*** Dados apresentados

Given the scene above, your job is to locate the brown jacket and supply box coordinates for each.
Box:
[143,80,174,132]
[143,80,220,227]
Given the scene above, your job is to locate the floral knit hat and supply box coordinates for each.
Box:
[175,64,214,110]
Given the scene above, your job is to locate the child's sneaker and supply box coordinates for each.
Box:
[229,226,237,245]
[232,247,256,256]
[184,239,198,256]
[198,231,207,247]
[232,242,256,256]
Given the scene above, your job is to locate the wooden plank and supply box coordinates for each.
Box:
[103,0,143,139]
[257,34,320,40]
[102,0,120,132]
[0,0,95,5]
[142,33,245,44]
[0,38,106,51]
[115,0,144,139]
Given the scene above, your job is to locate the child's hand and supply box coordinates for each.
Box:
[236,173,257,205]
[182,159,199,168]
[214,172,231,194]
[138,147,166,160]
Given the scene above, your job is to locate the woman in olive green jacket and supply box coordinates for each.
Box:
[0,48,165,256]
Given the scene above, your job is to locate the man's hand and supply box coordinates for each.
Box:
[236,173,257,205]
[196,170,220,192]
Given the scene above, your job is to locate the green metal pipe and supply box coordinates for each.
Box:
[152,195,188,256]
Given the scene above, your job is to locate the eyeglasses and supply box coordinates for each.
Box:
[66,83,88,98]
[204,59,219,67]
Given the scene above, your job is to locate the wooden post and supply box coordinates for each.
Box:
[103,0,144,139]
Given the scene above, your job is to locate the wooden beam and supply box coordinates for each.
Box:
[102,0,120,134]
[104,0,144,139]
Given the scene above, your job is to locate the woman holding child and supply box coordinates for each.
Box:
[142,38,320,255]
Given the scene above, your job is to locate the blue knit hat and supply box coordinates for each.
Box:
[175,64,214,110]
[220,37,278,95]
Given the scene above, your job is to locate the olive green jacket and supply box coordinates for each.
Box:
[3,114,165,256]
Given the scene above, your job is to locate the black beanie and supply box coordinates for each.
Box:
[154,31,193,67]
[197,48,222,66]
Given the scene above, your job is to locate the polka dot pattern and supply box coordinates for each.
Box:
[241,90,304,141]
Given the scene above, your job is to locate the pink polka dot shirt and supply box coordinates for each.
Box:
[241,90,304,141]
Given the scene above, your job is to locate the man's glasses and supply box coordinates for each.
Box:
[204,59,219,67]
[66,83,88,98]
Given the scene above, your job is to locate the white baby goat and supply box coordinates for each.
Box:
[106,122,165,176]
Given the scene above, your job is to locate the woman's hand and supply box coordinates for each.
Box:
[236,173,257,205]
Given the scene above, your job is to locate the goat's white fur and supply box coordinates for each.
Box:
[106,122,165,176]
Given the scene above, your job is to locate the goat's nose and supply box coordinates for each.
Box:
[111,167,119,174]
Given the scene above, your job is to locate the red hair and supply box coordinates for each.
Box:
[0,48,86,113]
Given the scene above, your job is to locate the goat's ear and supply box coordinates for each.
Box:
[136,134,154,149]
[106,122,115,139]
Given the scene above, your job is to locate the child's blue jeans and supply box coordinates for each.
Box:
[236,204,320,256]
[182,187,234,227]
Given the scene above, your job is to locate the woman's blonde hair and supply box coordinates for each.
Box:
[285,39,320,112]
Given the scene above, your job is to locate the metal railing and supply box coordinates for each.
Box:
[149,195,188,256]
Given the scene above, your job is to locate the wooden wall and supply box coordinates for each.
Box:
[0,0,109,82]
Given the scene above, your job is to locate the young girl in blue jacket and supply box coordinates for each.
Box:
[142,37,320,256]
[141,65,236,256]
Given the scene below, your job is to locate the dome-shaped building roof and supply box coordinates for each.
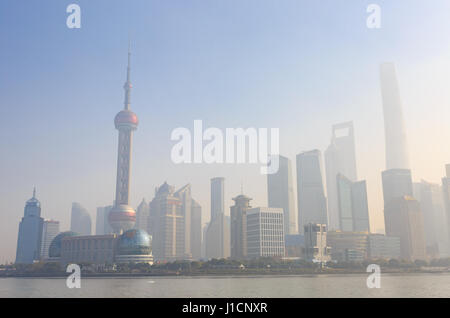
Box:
[48,231,79,258]
[117,229,152,255]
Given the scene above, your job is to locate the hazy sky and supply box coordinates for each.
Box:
[0,0,450,263]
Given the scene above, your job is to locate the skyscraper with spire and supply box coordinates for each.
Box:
[380,63,410,170]
[109,47,139,233]
[16,188,44,264]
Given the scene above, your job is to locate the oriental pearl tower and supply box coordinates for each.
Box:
[109,48,139,234]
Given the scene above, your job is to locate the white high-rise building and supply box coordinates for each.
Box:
[205,177,230,258]
[380,63,410,170]
[267,156,297,235]
[297,150,328,233]
[325,122,357,230]
[41,220,59,260]
[246,207,285,258]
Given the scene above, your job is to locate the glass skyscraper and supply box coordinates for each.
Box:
[267,156,297,235]
[16,190,44,264]
[297,150,328,232]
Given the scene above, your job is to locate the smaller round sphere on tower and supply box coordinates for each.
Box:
[114,109,139,130]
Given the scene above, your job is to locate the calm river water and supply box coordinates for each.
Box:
[0,274,450,298]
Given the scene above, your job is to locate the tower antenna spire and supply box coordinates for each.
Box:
[123,36,133,110]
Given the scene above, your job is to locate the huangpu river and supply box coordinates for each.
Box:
[0,273,450,298]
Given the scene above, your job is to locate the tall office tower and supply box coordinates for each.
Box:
[304,223,331,263]
[246,208,285,258]
[336,174,370,232]
[211,177,225,220]
[41,220,59,260]
[325,122,357,230]
[381,169,413,205]
[414,180,448,258]
[191,199,203,260]
[109,49,139,234]
[268,156,297,235]
[150,182,185,261]
[442,164,450,253]
[174,184,192,259]
[95,205,113,235]
[297,150,328,231]
[70,202,92,235]
[135,199,150,232]
[202,223,209,259]
[205,214,230,259]
[230,194,251,259]
[384,195,426,260]
[380,63,410,170]
[16,189,44,264]
[205,178,230,258]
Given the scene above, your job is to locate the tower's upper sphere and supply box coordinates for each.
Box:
[114,109,139,130]
[109,204,136,233]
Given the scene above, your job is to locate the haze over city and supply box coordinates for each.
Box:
[0,0,450,263]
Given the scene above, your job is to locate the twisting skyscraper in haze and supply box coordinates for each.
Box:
[109,46,138,233]
[380,63,409,170]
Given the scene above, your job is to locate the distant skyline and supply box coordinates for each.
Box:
[0,0,450,263]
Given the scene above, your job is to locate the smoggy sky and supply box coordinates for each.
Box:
[0,0,450,263]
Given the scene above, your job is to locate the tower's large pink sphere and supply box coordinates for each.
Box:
[114,109,139,130]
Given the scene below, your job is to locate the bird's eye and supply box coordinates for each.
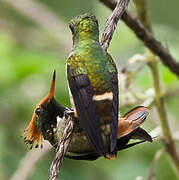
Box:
[35,108,41,116]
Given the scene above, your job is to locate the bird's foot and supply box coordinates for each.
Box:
[64,107,74,117]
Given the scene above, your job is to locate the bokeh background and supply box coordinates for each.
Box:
[0,0,179,180]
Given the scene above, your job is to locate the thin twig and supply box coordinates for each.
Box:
[135,0,179,177]
[147,149,163,180]
[100,0,130,51]
[100,0,179,76]
[50,116,74,180]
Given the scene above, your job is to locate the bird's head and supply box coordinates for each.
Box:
[23,71,65,148]
[69,13,99,40]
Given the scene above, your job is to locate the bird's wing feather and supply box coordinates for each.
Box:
[107,53,119,153]
[67,55,104,155]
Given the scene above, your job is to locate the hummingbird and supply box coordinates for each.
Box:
[23,71,152,160]
[67,13,119,159]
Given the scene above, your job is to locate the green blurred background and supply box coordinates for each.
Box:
[0,0,179,180]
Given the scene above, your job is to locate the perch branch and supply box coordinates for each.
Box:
[100,0,130,51]
[147,149,163,180]
[50,116,74,180]
[100,0,179,76]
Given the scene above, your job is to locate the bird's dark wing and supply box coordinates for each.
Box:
[107,53,119,154]
[67,55,105,155]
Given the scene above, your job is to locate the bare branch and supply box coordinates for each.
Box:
[100,0,179,76]
[100,0,130,51]
[147,149,163,180]
[50,116,74,180]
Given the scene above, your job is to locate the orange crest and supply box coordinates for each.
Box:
[22,71,55,149]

******

[Instruções da tarefa]:
Reproduza sem nenhuma alteração todas as linhas dos itens acima, do primeiro ao último. Deixe as imagens de fora da resposta.

[Exercício resolvido]:
Given the scene above, your job is to locate the brown jacket and supply box coordinates for each.
Box:
[143,80,174,132]
[143,80,220,227]
Given the scene above, your job is to locate the floral knit hat and supply box coordinates for each.
Box:
[175,64,214,110]
Given the scene above, your job is to locate the child's sneaker and supply box coordinates for each.
Box:
[229,226,237,245]
[232,247,256,256]
[184,239,198,256]
[198,231,207,247]
[232,242,256,256]
Given the scene above, your job is to locate the wooden plank and supply box coordinates for each.
Box:
[103,0,143,139]
[257,34,320,40]
[102,0,120,132]
[0,0,95,5]
[142,33,245,44]
[0,38,106,51]
[115,0,144,139]
Given the scene above, your job is to locate the child's hand and supply box coordinates for each.
Box:
[236,173,257,205]
[182,159,199,168]
[214,172,231,194]
[138,147,166,160]
Given the scene above, your job is to locate the woman in olive green jacket and supply box coordinates for each.
Box:
[0,48,165,256]
Given the scene above, your job is to locate the man's hand and supply box coordinates for each.
Box:
[236,173,257,205]
[196,170,220,192]
Given the scene above, your job is to locate the green metal pipe and supply box coordinates for each.
Box:
[152,195,188,256]
Given the scene above, your job is to locate the eyeglasses and supply box coordinates for each.
Box:
[66,83,88,98]
[204,59,219,67]
Given the scene above, your job is to locate the wooden post and supply box coordinates for each.
Box:
[103,0,144,139]
Given the scene above, your job is to locate the wooden beam and supply box coordinates for each.
Box:
[102,0,120,134]
[104,0,144,139]
Given the scene above, your job is to locate the woman holding child and supply box coordinates for each.
Box:
[142,38,320,255]
Given the scene above, your job is to locate the blue knit hat and supply box coordinates for each.
Box:
[175,64,214,110]
[220,37,278,95]
Given the scene above, your job is to locate the olive green jacket and supply box coordinates for each.
Box:
[3,114,165,256]
Given the scene above, your job is to locate the black beanie and supply box coordinates for each.
Box:
[154,31,193,67]
[197,48,222,66]
Given the scene above, your job is to locate the polka dot pattern and supply box coordinates for each.
Box:
[241,90,304,141]
Given the scene above, your job is to locate the pink polka dot shirt and supply box coordinates for each.
Box:
[241,90,304,141]
Given the scene above, your job is to locate the man's glasses and supply box coordinates for each.
Box:
[204,59,219,67]
[66,83,88,98]
Given the scene above, your job is to locate the white baby goat and supply box coordinates for each.
Box:
[106,122,165,176]
Given the scene above, your job is to locate the woman's hand and supply box coordinates for each.
Box:
[236,173,257,205]
Given the scene above, your job is to locate the goat's white fur and supply box coordinates for each.
Box:
[106,122,165,176]
Given the scene above, your job is to locate the goat's nose and supply box coordinates for each.
Box:
[111,167,119,174]
Given the scene above, your job is to locate the red hair and supply box coordinates for each.
Box:
[0,48,86,113]
Given the scene above, your job is to locate the goat's ear and supply box coordinates for each.
Box:
[136,134,154,149]
[106,122,115,139]
Given the scene above, your job is to locate the child's blue jeans and supply box coordinates for each.
Box:
[236,204,320,256]
[182,187,234,227]
Given the scene above, your job is to locate the woman's blonde hair and supply box coordinates for each.
Box:
[285,39,320,112]
Given the scene above, your job is to locate the metal railing and supply box coordinates for each.
Box:
[149,195,188,256]
Given the scene above, your job is to locate the wooden wall and supply box coordinates for each.
Box:
[0,0,109,82]
Given the scene above, your job is to locate the young girl in blue jacket and supply box coordinates for each.
Box:
[142,37,320,256]
[141,65,236,256]
Given the scene below, your job is to locate the dome-shaped building roof and supply box coordinates for each.
Box:
[48,231,79,258]
[117,229,152,255]
Given the scene above, your job is to locate the hazy sky and supply box coordinates for each.
Box:
[0,0,450,263]
Given the scene above, your job is to locate the skyscraper with spire and supply box coordinates for each.
Box:
[380,63,410,170]
[109,47,139,233]
[16,188,44,264]
Given the scene above, your job is to locate the oriental pearl tower and supply box coordinates for each.
Box:
[109,48,139,234]
Given the scene above, your job is to locate the white high-rise building and supply box coordinates for each.
Box:
[205,177,230,258]
[380,63,410,170]
[267,156,297,235]
[297,150,328,233]
[325,122,357,230]
[41,220,59,260]
[246,207,285,258]
Given the scene above, your job is to locate the glass skyscraper and supply box coordinates for each.
Box:
[267,156,297,235]
[16,190,44,264]
[297,150,328,232]
Given the scene above, your job is to locate the smaller round sphere on tower and supply box coordinates for each.
Box:
[114,109,139,130]
Given the scene above, your job is to locate the calm river water and supply box coordinates for each.
Box:
[0,274,450,298]
Given the scene above, your job is to locate the tower antenna spire and supply box coordinates for each.
Box:
[123,36,133,110]
Given the scene above, your job is to locate the huangpu river and supply box coordinates for each.
Box:
[0,273,450,298]
Given the scene above, your job is to locate the tall office tower and supply box coordinates for each.
Box:
[304,223,331,263]
[246,208,285,258]
[336,174,370,232]
[211,177,225,220]
[41,220,59,260]
[325,122,357,230]
[381,169,413,205]
[414,180,448,258]
[191,199,203,260]
[109,49,139,234]
[268,156,297,235]
[150,182,185,261]
[442,164,450,253]
[174,184,192,259]
[95,205,113,235]
[297,150,328,231]
[70,202,92,235]
[135,199,150,232]
[202,223,209,259]
[205,214,230,259]
[230,194,251,259]
[384,195,426,260]
[380,63,410,170]
[16,189,44,264]
[205,178,230,258]
Given the scene above, your job is to locate the tower's upper sphere and supply box coordinates for each.
Box:
[114,109,139,130]
[109,204,136,233]
Given the scene above, your job is to locate the haze over city and supply box coordinates for each.
Box:
[0,0,450,263]
Given the scene above, your job is to locate the twisting skyscraper in haze and supply box coordinates for each.
Box:
[109,46,138,233]
[380,63,409,170]
Given the scene above, your job is to locate the distant skyline and supply box coordinates for each.
Box:
[0,0,450,263]
Given the scene above, your job is to locate the smoggy sky and supply box coordinates for each.
Box:
[0,0,450,263]
Given the scene above, your job is to locate the tower's large pink sphere and supply box coordinates for each.
Box:
[114,109,139,130]
Given the scene below, your job is to locate the bird's eye and supply box coordinates for each.
Box:
[35,108,41,116]
Given the scene above, your job is to locate the bird's foot and supply box coordinates for each.
Box:
[64,107,74,117]
Given the scene above, your job is to locate the bokeh background and supply box coordinates for each.
Box:
[0,0,179,180]
Given the scene above, your job is to locate the thin twig and supply box coordinates for each.
Box:
[135,0,179,177]
[147,149,163,180]
[100,0,130,51]
[100,0,179,76]
[50,116,74,180]
Given the scene above, your job is to locate the bird's head and supply box coordinates for each.
Box:
[23,71,65,148]
[69,13,99,40]
Given the scene above, your job is to locate the bird's wing feather and supply box coordinates for each.
Box:
[107,53,119,153]
[67,55,104,155]
Given the scene above, your job is to locate the hummingbird and supply box coordinates for each.
Box:
[23,71,152,160]
[67,13,119,159]
Given the scene above, your job is to locate the green blurred background and supply box coordinates for each.
Box:
[0,0,179,180]
Given the scene above, your job is to locate the perch branch and supply box coordinates for each.
Box:
[100,0,130,51]
[147,149,163,180]
[50,116,74,180]
[100,0,179,76]
Given the scene above, your job is to locate the bird's dark wing and supply box coordinates for each.
Box:
[107,53,119,154]
[67,55,105,155]
Given the scene above, your job is to locate the bare branch and supply box coordinates for each.
Box:
[100,0,179,76]
[100,0,130,51]
[147,149,163,180]
[50,116,74,180]
Given the scene above, your job is to locate the orange crest and supply box coordinates for each.
Box:
[22,71,55,149]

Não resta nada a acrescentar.